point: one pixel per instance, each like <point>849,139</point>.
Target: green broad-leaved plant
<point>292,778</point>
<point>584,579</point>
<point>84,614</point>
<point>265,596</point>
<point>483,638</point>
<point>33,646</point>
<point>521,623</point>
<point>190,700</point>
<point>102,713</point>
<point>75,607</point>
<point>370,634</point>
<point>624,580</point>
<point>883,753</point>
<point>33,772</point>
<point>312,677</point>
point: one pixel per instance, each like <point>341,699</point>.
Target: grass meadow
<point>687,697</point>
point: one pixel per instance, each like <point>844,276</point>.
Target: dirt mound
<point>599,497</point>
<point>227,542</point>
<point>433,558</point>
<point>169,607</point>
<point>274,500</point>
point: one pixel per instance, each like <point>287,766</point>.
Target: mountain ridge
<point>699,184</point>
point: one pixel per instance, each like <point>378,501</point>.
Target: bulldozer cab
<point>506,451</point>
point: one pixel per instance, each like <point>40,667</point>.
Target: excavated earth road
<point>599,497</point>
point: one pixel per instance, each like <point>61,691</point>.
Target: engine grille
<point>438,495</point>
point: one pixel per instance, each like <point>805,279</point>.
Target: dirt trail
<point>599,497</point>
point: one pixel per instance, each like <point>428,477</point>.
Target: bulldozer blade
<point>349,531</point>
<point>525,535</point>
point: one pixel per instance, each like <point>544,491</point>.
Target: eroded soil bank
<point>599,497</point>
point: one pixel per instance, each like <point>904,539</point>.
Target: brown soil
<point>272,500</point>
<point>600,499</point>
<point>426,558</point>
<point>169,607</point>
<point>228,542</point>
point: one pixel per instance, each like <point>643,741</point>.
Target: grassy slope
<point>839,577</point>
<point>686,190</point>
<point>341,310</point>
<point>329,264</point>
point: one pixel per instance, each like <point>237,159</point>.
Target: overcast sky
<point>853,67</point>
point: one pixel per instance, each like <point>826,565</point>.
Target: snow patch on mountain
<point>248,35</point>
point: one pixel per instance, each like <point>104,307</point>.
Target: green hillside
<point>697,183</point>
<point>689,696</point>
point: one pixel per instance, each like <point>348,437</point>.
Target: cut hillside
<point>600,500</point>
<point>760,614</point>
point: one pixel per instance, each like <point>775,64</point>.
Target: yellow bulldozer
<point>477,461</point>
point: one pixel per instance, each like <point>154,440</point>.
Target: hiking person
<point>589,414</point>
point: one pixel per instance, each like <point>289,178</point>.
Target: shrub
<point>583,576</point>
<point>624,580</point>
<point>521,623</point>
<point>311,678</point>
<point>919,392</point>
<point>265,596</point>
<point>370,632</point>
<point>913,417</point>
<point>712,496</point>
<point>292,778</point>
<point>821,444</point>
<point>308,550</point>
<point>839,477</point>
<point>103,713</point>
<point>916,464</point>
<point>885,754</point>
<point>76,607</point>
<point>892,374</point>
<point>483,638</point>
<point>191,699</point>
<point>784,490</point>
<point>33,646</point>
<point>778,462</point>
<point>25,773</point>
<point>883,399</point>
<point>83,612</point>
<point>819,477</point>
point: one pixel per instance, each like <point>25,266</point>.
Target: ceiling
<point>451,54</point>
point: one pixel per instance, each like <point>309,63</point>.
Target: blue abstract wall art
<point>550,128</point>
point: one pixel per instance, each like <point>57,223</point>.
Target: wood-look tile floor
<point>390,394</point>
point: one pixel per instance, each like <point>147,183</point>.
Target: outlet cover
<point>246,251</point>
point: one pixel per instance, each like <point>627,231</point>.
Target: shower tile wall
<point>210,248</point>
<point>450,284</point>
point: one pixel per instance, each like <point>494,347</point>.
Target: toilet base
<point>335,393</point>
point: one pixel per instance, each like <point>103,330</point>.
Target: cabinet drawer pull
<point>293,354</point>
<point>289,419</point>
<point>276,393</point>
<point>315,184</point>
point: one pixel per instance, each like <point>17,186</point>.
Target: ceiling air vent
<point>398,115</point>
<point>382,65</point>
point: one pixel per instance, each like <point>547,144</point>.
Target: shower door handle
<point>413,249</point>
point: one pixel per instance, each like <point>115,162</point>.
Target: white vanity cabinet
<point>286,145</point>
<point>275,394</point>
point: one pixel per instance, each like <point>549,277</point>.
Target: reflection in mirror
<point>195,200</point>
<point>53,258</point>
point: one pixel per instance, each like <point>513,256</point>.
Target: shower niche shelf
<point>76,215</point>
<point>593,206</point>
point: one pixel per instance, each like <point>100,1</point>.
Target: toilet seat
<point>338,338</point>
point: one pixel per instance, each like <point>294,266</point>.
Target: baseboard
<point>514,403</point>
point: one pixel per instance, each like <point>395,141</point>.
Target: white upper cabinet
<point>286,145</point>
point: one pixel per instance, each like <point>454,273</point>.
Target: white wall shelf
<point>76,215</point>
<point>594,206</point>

....................

What is needed:
Please swap "instance" for "object" everywhere in the entries above, and reproduce them with no other changes.

Written response:
point: one pixel per object, each like <point>849,139</point>.
Target: green broad-leaved plant
<point>292,778</point>
<point>584,579</point>
<point>84,614</point>
<point>265,596</point>
<point>483,638</point>
<point>33,646</point>
<point>521,623</point>
<point>190,700</point>
<point>102,713</point>
<point>75,607</point>
<point>370,634</point>
<point>624,580</point>
<point>883,753</point>
<point>33,772</point>
<point>312,677</point>
point: one pixel per object, each like <point>341,699</point>.
Target: grass meadow
<point>687,697</point>
point: one pixel per object, each like <point>844,276</point>.
Target: dirt mound
<point>599,497</point>
<point>227,542</point>
<point>433,558</point>
<point>169,607</point>
<point>274,500</point>
point: one pixel per object, each like <point>287,766</point>.
Target: mountain ridge
<point>699,184</point>
point: one pixel per object, each like <point>378,501</point>.
Target: bulldozer cab
<point>506,451</point>
point: one pixel per object, each like <point>40,667</point>.
Target: excavated earth road
<point>599,497</point>
point: one pixel per object, each like <point>61,691</point>.
Target: engine grille
<point>438,495</point>
point: one pixel per object, each like <point>805,279</point>.
Target: dirt trail
<point>599,497</point>
point: one pixel per object, each like <point>428,477</point>.
Target: bulldozer blade
<point>349,531</point>
<point>525,535</point>
point: one pixel per object, each like <point>544,491</point>.
Target: eroded soil bank
<point>599,497</point>
point: one pixel per object, each like <point>904,539</point>.
Target: brown soil
<point>272,500</point>
<point>600,499</point>
<point>426,558</point>
<point>169,607</point>
<point>228,542</point>
point: one pixel per object, each like <point>643,741</point>.
Target: grassy slope
<point>839,577</point>
<point>686,190</point>
<point>341,310</point>
<point>329,264</point>
point: one pixel per object, each like <point>237,159</point>.
Target: overcast sky
<point>853,67</point>
point: one pixel per object, each like <point>826,565</point>.
Target: snow patch on mountain
<point>248,35</point>
point: one pixel per object, each like <point>104,307</point>.
Target: green hillside
<point>697,183</point>
<point>689,696</point>
point: one pixel per object, each like <point>348,437</point>.
Target: cut hillside
<point>600,500</point>
<point>760,614</point>
point: one pixel per object, each like <point>775,64</point>.
Target: yellow bulldozer
<point>477,461</point>
point: one pixel per object, each like <point>154,440</point>.
Target: hiking person
<point>589,414</point>
point: one pixel per object, each like <point>289,178</point>.
Target: shrub
<point>583,576</point>
<point>624,580</point>
<point>521,623</point>
<point>311,678</point>
<point>919,392</point>
<point>265,596</point>
<point>370,632</point>
<point>913,417</point>
<point>712,496</point>
<point>292,778</point>
<point>821,444</point>
<point>308,550</point>
<point>839,477</point>
<point>103,713</point>
<point>916,464</point>
<point>885,754</point>
<point>76,607</point>
<point>892,374</point>
<point>483,638</point>
<point>191,699</point>
<point>784,490</point>
<point>33,646</point>
<point>778,462</point>
<point>25,773</point>
<point>883,399</point>
<point>83,612</point>
<point>819,477</point>
point: one pixel per object, each like <point>25,266</point>.
Target: ceiling
<point>451,54</point>
point: one pixel per object, each like <point>309,63</point>.
Target: blue abstract wall art
<point>550,128</point>
point: one pixel per object, each like <point>57,223</point>.
Target: wood-look tile floor
<point>390,394</point>
point: one pixel per object, each like <point>147,183</point>.
Target: outlet cover
<point>246,251</point>
point: one pixel per object, each like <point>627,231</point>.
Target: shower tile wall
<point>210,248</point>
<point>450,284</point>
point: one pixel per object, each like <point>494,347</point>.
Target: toilet base
<point>335,393</point>
point: one pixel per object, each like <point>103,330</point>.
Target: cabinet drawer pull
<point>293,354</point>
<point>289,419</point>
<point>276,393</point>
<point>315,184</point>
point: one pixel per object, each like <point>17,186</point>.
Target: ceiling air vent
<point>398,115</point>
<point>382,65</point>
point: one pixel per object, each like <point>547,144</point>.
Target: shower door handle
<point>413,249</point>
point: one pixel per object, each like <point>115,162</point>.
Target: white vanity cabinet
<point>286,145</point>
<point>275,394</point>
point: one pixel per object, each like <point>549,277</point>.
Target: reflection in mirror
<point>195,200</point>
<point>53,258</point>
point: one pixel per object, each like <point>513,256</point>.
Target: shower niche shelf
<point>76,215</point>
<point>593,206</point>
point: one pixel per object, each like <point>100,1</point>.
Target: toilet seat
<point>338,338</point>
point: one pixel per object, each like <point>294,266</point>.
Target: baseboard
<point>514,403</point>
point: one pixel per object, each like <point>395,141</point>.
Target: white upper cabinet
<point>286,145</point>
point: one pixel per object, each like <point>454,273</point>.
Target: white wall shelf
<point>76,215</point>
<point>594,206</point>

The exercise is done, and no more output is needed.